━━━━━ Data to process

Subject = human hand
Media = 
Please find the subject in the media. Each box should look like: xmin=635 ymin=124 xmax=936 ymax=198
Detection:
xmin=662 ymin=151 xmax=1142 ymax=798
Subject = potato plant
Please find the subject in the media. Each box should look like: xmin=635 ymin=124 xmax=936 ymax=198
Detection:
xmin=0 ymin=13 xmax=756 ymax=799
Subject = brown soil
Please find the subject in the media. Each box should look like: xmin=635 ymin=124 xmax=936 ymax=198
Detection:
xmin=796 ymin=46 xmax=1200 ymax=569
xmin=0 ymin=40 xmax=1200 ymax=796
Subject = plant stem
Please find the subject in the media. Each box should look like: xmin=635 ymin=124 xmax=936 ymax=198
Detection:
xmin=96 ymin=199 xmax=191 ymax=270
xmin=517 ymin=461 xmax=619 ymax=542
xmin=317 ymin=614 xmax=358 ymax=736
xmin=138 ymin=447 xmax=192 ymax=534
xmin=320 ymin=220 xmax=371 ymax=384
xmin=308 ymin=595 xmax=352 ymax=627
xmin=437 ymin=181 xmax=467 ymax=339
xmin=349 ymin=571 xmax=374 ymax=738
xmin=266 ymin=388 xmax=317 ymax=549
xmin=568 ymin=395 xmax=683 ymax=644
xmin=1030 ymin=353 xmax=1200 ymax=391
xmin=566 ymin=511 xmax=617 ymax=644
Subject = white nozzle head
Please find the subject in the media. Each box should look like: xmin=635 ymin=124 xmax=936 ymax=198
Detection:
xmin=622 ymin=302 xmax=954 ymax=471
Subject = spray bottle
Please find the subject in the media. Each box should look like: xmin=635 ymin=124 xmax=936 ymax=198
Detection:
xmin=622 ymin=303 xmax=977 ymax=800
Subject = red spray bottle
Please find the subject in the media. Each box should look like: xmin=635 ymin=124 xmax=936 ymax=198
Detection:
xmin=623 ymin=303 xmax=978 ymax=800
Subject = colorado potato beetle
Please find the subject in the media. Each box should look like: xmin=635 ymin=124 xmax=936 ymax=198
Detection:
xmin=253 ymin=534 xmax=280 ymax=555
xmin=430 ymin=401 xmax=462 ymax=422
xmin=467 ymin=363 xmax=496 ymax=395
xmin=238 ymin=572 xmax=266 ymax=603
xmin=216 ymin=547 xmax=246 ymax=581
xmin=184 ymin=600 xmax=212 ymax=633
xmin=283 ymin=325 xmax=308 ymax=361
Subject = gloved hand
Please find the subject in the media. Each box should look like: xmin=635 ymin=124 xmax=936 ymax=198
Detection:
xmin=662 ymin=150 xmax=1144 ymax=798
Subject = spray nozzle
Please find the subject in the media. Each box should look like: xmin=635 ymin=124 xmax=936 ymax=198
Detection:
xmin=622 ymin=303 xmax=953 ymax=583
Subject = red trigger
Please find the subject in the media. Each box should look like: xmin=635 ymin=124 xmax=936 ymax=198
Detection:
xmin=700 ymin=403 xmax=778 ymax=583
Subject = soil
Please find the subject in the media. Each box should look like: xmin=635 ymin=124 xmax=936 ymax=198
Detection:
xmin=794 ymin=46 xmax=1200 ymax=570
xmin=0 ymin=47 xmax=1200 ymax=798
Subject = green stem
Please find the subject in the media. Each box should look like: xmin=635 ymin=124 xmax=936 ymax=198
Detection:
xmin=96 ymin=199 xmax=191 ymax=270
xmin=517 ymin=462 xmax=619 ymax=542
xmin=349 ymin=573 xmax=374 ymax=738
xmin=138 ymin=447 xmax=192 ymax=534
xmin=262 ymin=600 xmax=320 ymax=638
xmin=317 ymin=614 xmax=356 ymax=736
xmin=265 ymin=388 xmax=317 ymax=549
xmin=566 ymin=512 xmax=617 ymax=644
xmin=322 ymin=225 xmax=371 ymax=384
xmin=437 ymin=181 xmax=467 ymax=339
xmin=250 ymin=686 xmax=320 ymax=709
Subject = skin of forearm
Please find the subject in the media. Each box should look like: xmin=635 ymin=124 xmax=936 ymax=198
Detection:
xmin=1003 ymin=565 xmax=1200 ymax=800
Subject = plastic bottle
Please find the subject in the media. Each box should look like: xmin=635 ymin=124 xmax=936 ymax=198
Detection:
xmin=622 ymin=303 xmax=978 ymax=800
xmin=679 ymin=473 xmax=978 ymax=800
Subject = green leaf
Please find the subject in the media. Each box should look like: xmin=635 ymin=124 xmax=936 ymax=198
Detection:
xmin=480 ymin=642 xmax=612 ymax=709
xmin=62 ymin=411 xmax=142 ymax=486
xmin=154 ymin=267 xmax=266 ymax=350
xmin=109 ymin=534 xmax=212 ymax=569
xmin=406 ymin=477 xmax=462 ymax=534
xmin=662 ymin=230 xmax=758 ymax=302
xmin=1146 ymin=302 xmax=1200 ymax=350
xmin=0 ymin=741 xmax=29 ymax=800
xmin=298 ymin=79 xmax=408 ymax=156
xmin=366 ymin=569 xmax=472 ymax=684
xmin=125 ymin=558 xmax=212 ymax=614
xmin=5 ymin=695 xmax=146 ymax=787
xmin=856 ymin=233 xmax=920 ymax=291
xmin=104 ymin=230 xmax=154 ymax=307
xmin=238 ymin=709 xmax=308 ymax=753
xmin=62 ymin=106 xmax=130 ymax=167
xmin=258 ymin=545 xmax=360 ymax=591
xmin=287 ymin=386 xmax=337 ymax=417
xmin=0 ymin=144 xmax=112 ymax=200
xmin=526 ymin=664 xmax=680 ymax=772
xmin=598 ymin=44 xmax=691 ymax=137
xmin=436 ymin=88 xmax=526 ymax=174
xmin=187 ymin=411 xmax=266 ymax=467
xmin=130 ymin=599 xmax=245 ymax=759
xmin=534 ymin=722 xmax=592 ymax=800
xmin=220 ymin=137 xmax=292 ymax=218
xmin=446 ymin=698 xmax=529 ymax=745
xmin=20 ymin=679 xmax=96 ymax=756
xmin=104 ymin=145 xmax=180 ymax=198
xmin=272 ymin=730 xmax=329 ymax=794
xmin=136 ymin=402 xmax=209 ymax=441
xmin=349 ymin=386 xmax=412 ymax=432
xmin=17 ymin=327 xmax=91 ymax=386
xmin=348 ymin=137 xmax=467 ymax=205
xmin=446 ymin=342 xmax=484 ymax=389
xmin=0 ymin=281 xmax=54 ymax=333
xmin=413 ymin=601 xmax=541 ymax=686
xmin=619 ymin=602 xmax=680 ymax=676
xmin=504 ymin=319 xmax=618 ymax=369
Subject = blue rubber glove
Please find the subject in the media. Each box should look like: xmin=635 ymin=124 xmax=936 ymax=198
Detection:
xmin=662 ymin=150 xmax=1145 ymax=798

━━━━━━━━━━

> Aim of the task
Write out every line of the records above with no changes at all.

> Task answer
Subject = human hand
Media = 
Please find the subject in the media. Each box should look like: xmin=635 ymin=124 xmax=936 ymax=198
Detection:
xmin=662 ymin=151 xmax=1142 ymax=798
Subject = potato plant
Please find the subject in the media. Each box should look like: xmin=635 ymin=124 xmax=936 ymax=198
Detection:
xmin=0 ymin=13 xmax=756 ymax=799
Subject = brown soil
Please find the subject in the media. Each box should look like: xmin=635 ymin=124 xmax=936 ymax=198
Detection:
xmin=796 ymin=46 xmax=1200 ymax=569
xmin=0 ymin=40 xmax=1200 ymax=796
Subject = plant stem
Please find the subject in the media. Each box should look like: xmin=635 ymin=124 xmax=936 ymax=198
Detection:
xmin=96 ymin=199 xmax=191 ymax=270
xmin=517 ymin=461 xmax=619 ymax=542
xmin=317 ymin=614 xmax=358 ymax=736
xmin=138 ymin=447 xmax=192 ymax=534
xmin=320 ymin=220 xmax=371 ymax=384
xmin=308 ymin=595 xmax=352 ymax=627
xmin=437 ymin=181 xmax=467 ymax=339
xmin=349 ymin=571 xmax=374 ymax=738
xmin=266 ymin=388 xmax=317 ymax=549
xmin=568 ymin=395 xmax=683 ymax=644
xmin=1030 ymin=353 xmax=1200 ymax=391
xmin=566 ymin=511 xmax=617 ymax=644
Subject = white nozzle head
Please find the subject in the media. Each box should look like: xmin=635 ymin=124 xmax=936 ymax=198
Detection:
xmin=622 ymin=302 xmax=954 ymax=471
Subject = spray bottle
Please find the subject in the media. Each box should look like: xmin=635 ymin=124 xmax=936 ymax=198
Detection:
xmin=622 ymin=303 xmax=977 ymax=800
Subject = red spray bottle
Please find the subject in the media. Each box should look like: xmin=635 ymin=124 xmax=936 ymax=198
Detection:
xmin=623 ymin=303 xmax=978 ymax=800
Subject = colorado potato beetle
Please find the subject in the media. Each box should look like: xmin=635 ymin=124 xmax=936 ymax=198
Detection:
xmin=253 ymin=534 xmax=280 ymax=555
xmin=430 ymin=401 xmax=462 ymax=422
xmin=467 ymin=363 xmax=496 ymax=395
xmin=238 ymin=572 xmax=266 ymax=603
xmin=216 ymin=547 xmax=246 ymax=581
xmin=184 ymin=600 xmax=212 ymax=633
xmin=283 ymin=325 xmax=308 ymax=361
Subject = gloved hand
Please find the subject in the media. Each box should look like: xmin=635 ymin=124 xmax=936 ymax=198
Detection:
xmin=662 ymin=150 xmax=1144 ymax=798
Subject = spray nozzle
Please find the subject in the media. Each box should look like: xmin=635 ymin=124 xmax=936 ymax=198
Detection:
xmin=622 ymin=303 xmax=953 ymax=583
Subject = red trigger
Please find the subject in the media. Each box should look like: xmin=635 ymin=124 xmax=936 ymax=198
Detection:
xmin=700 ymin=403 xmax=778 ymax=583
Subject = soil
Please find the subject in the media. Each box should look like: xmin=635 ymin=124 xmax=936 ymax=198
Detection:
xmin=794 ymin=46 xmax=1200 ymax=570
xmin=0 ymin=47 xmax=1200 ymax=798
Subject = green stem
Please find the subject in the media. Each box should look like: xmin=635 ymin=124 xmax=936 ymax=198
Detection:
xmin=96 ymin=199 xmax=191 ymax=270
xmin=517 ymin=462 xmax=619 ymax=542
xmin=349 ymin=573 xmax=374 ymax=738
xmin=138 ymin=447 xmax=192 ymax=534
xmin=262 ymin=600 xmax=320 ymax=638
xmin=317 ymin=614 xmax=356 ymax=736
xmin=265 ymin=388 xmax=317 ymax=549
xmin=566 ymin=512 xmax=617 ymax=644
xmin=322 ymin=225 xmax=371 ymax=384
xmin=437 ymin=181 xmax=467 ymax=339
xmin=250 ymin=686 xmax=320 ymax=709
Subject = skin of forearm
Please find the subject in the media. Each box should look like: xmin=635 ymin=124 xmax=936 ymax=198
Detection:
xmin=1003 ymin=565 xmax=1200 ymax=800
Subject = plastic bottle
Please find the subject in the media. Each box should look like: xmin=635 ymin=124 xmax=936 ymax=198
Detection:
xmin=622 ymin=303 xmax=978 ymax=800
xmin=679 ymin=473 xmax=978 ymax=800
Subject = green leaf
Please find the subject in the media. Each box should look like: xmin=635 ymin=124 xmax=936 ymax=198
Detection:
xmin=480 ymin=642 xmax=612 ymax=709
xmin=62 ymin=411 xmax=142 ymax=486
xmin=154 ymin=267 xmax=266 ymax=350
xmin=109 ymin=534 xmax=212 ymax=569
xmin=406 ymin=477 xmax=462 ymax=534
xmin=662 ymin=230 xmax=758 ymax=302
xmin=1146 ymin=302 xmax=1200 ymax=350
xmin=0 ymin=741 xmax=29 ymax=800
xmin=298 ymin=79 xmax=408 ymax=156
xmin=366 ymin=569 xmax=472 ymax=684
xmin=125 ymin=558 xmax=212 ymax=614
xmin=5 ymin=695 xmax=146 ymax=787
xmin=856 ymin=233 xmax=920 ymax=291
xmin=104 ymin=230 xmax=154 ymax=307
xmin=238 ymin=709 xmax=308 ymax=753
xmin=62 ymin=106 xmax=130 ymax=167
xmin=258 ymin=545 xmax=360 ymax=591
xmin=287 ymin=386 xmax=337 ymax=417
xmin=0 ymin=144 xmax=112 ymax=200
xmin=526 ymin=664 xmax=680 ymax=772
xmin=598 ymin=44 xmax=691 ymax=137
xmin=436 ymin=88 xmax=526 ymax=174
xmin=187 ymin=411 xmax=266 ymax=467
xmin=130 ymin=599 xmax=245 ymax=759
xmin=534 ymin=722 xmax=592 ymax=800
xmin=220 ymin=137 xmax=292 ymax=218
xmin=446 ymin=698 xmax=529 ymax=745
xmin=20 ymin=679 xmax=96 ymax=756
xmin=104 ymin=145 xmax=180 ymax=198
xmin=272 ymin=730 xmax=329 ymax=794
xmin=136 ymin=402 xmax=209 ymax=441
xmin=349 ymin=386 xmax=412 ymax=432
xmin=17 ymin=327 xmax=91 ymax=386
xmin=348 ymin=137 xmax=467 ymax=205
xmin=446 ymin=342 xmax=484 ymax=389
xmin=0 ymin=281 xmax=54 ymax=333
xmin=413 ymin=601 xmax=541 ymax=686
xmin=619 ymin=602 xmax=680 ymax=676
xmin=504 ymin=319 xmax=618 ymax=369
Subject = blue rubber glove
Please find the subject in the media. Each box should look like: xmin=635 ymin=124 xmax=936 ymax=198
Detection:
xmin=662 ymin=150 xmax=1145 ymax=798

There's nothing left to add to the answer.